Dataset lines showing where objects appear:

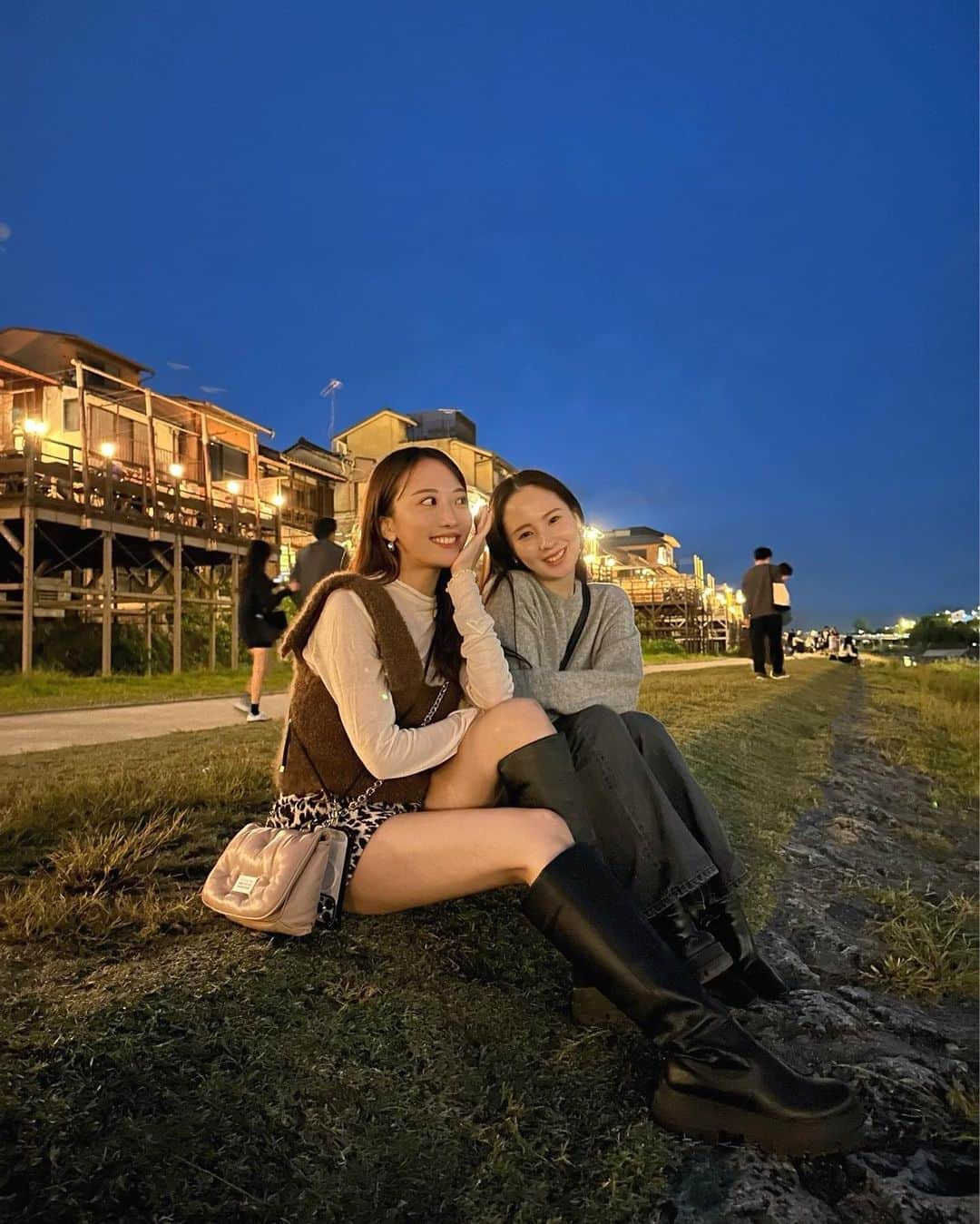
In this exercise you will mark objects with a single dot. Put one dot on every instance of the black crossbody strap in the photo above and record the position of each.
(579, 627)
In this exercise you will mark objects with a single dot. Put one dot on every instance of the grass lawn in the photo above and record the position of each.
(927, 719)
(159, 1063)
(56, 690)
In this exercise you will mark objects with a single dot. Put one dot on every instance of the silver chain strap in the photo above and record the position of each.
(361, 798)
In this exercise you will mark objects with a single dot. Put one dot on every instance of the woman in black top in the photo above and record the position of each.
(260, 620)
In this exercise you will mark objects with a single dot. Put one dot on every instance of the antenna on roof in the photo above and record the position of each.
(329, 392)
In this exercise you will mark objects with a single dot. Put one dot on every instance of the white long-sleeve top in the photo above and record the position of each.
(343, 650)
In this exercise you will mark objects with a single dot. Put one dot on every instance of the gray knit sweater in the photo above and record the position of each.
(536, 624)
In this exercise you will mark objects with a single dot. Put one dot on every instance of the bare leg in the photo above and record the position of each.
(460, 845)
(470, 778)
(422, 857)
(260, 654)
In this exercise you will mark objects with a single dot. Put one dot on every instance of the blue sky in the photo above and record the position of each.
(713, 265)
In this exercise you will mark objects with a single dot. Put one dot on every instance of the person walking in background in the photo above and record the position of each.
(765, 621)
(317, 561)
(260, 621)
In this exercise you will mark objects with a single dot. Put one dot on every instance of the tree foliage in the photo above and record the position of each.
(938, 633)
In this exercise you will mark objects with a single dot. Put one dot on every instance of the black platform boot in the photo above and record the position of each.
(724, 919)
(705, 955)
(715, 1079)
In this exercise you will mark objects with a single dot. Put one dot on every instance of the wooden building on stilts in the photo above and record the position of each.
(125, 514)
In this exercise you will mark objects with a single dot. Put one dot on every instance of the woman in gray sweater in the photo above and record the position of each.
(573, 645)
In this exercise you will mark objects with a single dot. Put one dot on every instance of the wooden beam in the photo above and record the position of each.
(80, 382)
(106, 602)
(27, 612)
(206, 462)
(152, 448)
(253, 465)
(234, 610)
(15, 543)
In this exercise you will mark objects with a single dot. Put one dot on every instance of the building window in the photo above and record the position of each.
(227, 463)
(70, 423)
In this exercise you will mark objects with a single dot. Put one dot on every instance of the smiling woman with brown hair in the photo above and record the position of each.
(659, 831)
(401, 732)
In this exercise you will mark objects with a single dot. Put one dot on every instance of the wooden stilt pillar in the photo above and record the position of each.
(27, 613)
(211, 622)
(178, 602)
(106, 602)
(234, 611)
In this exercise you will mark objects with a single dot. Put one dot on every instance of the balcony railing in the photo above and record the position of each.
(119, 488)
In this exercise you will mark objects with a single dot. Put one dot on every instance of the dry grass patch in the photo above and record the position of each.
(931, 942)
(101, 884)
(927, 719)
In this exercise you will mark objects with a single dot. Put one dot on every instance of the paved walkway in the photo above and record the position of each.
(104, 725)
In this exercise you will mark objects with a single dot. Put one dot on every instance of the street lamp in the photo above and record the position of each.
(234, 488)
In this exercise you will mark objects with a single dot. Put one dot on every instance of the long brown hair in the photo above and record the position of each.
(373, 558)
(503, 560)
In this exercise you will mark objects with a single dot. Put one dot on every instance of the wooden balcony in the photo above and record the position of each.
(120, 494)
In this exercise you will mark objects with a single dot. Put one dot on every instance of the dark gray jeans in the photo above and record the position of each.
(656, 827)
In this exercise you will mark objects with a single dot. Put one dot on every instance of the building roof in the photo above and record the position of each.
(383, 411)
(272, 455)
(635, 536)
(24, 372)
(324, 463)
(218, 411)
(81, 340)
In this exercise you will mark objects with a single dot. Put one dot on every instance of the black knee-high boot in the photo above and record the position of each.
(542, 775)
(715, 1079)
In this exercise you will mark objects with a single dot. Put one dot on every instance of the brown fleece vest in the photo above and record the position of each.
(317, 753)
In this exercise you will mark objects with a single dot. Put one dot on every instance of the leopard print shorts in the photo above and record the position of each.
(308, 812)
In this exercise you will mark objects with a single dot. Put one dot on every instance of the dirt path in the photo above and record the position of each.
(902, 1056)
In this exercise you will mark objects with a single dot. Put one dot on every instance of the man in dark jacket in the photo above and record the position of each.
(765, 623)
(317, 560)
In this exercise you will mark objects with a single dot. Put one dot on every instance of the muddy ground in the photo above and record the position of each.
(902, 1056)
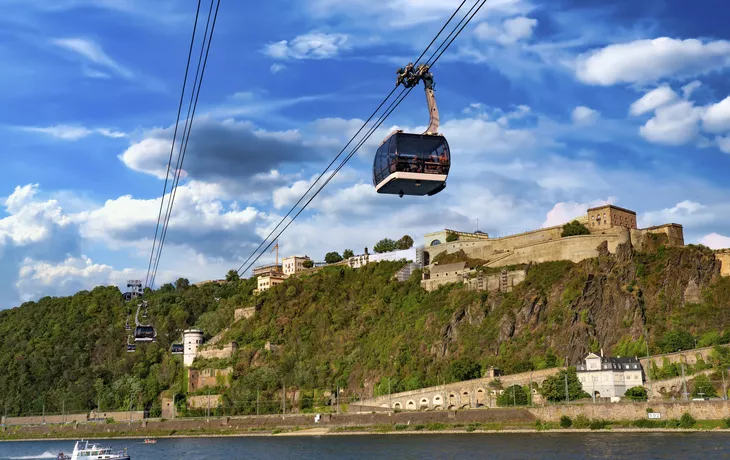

■ **What to work on**
Copy out every line above word for word, leaving out the pictures.

■ **Answer to the exercise**
In this exercise you will mark objects with a single dot. Put one dot on every instance of the black crossbody strap in the photo above and record the position of each.
(579, 627)
In this exercise you will mark objects with a single dot. Put one dot on every instance of the grass lawn in the photo above and record the position of each.
(927, 719)
(159, 1063)
(56, 690)
In this exercise you will mark objects with a single dot. Put one dot on every instance of the silver chain strap in the photo above and record the position of each.
(361, 798)
In this exercise you will mark objects with a single dot. Put one dot on every instance of the woman in black top in the photo above and record the position of each.
(260, 620)
In this exercise you will mark objects with a single dot. Put one dot on every instance of the antenna on roof in the photo above and record the position of each.
(329, 392)
In this exercise you will mark objects with a single dot. Put one dot on every instance of the white long-sleeve top in the photo above and record the position of each.
(343, 650)
In this exercise you will mark objects with a single dot. Put one dot on every instance of the gray knit sweater in the photo above and record the position of each.
(536, 624)
In this exercise you will mark objects with a single dot. Put one dot on every instance of the bare leg in the photo above and record the position of each.
(460, 845)
(470, 778)
(422, 857)
(260, 654)
In this exercise you will mark objects with a single dot. Put one dot on every instance of the blue sky in the photo above and record the position of each.
(713, 265)
In this exercise you will mark objects with a single dot. Put one dot on every instance of the person walking in background in the photo above and record the position of each.
(765, 621)
(317, 561)
(260, 621)
In this exercise you will mark objects with a single dot. Put one dot on every instance of the tree foliage in the photo above and record the position of each.
(938, 633)
In this exercise you will mark objects with a single dot. Put one dot on every instance of the black platform boot in the photo above and record the position of each.
(724, 919)
(705, 955)
(715, 1079)
In this exercise you will mark objects with a single dot. Put one dot on every instance of the wooden building on stilts in the photo above and record the position of each.
(125, 514)
In this exercise you will mark objects with a single dot. Put one dot on every instance of the woman in gray sweater in the photo above and record the position of each.
(573, 645)
In this exercise you will mark objects with a single dot. Put one dot on every instance of the wooden beam in the photo above and record the position of each.
(80, 382)
(106, 602)
(27, 612)
(206, 462)
(152, 448)
(253, 465)
(234, 610)
(15, 543)
In this exercise you will mark objects with a single dot. Put one dot on every instance of the building window in the photo above and record the position of each.
(227, 463)
(70, 423)
In this exercise you will mark objects with a single dot. Put one dot on every instance of the smiling woman with brown hair in the photo above and record the position of each.
(659, 831)
(401, 732)
In this exercise you will mark objects with a single dot. Put one dot on every instance of the wooden stilt pillar in the photo above and record the position of each.
(27, 613)
(211, 622)
(178, 602)
(106, 602)
(234, 611)
In this exercise you will mark objects with a single dot. Put one dot on every instance of the balcony railing in the photo above and record the position of each.
(119, 488)
In this exercise you will mark objects with a single dot. Put one dot on every instance of the dry grass patch in the photo above and record the position of each.
(931, 942)
(101, 884)
(927, 719)
In this exercise you will mark objects with a single dot. Put one dot on every instance of the paved walkway in the photo above and record the position of each.
(104, 725)
In this exercise you will mark objects with a single dot. Put one dot on every instance of the street lamp in the photo above and record the position of each.
(234, 488)
In this exercise you will mark objects with a single dot. Put one dot on every instance of the long brown hair in the photo above and record the position of each.
(373, 558)
(503, 560)
In this exercise you will mark objects with a single dot. Put one dot on every instance of the wooden balcony in the photo above and record the position of each.
(120, 494)
In this exercise you will mark objects with a single dot. Put one dot on every instance of the dark gray jeans in the photo above and record the position of each.
(656, 827)
In this exercise you will mark objects with a single dot. Put one dot on every instance of the building roof in the photo above and record the position of each.
(383, 411)
(272, 455)
(635, 536)
(24, 372)
(324, 463)
(218, 411)
(81, 340)
In this exercise you will mark objects with a single dot. Put one dot on every instance of the black knee-high boot in the photo above and record the position of each.
(542, 775)
(715, 1079)
In this exercise you will mark objects with a single dot. Put one dot on every instance of the brown fleece vest in the photo above and record the position of each.
(317, 753)
In this exercise you will mark objects with a single dot. Put one dot on every instance of the leopard print shorts in the photo above and record the position of each.
(308, 812)
In this exercise you will mark objects with a single dot. Put one dot on every instance of the dirt path in the photo above and record the position of each.
(902, 1056)
In this exercise you will mark objects with a single dot. Put one dot on every instance of the man in dark jacket in the photo above and record the position of each.
(765, 623)
(317, 560)
In this exercise you will mark objects with a single dot. Put one dot on every instance of the muddy ground in the photo above and record the position of each.
(902, 1056)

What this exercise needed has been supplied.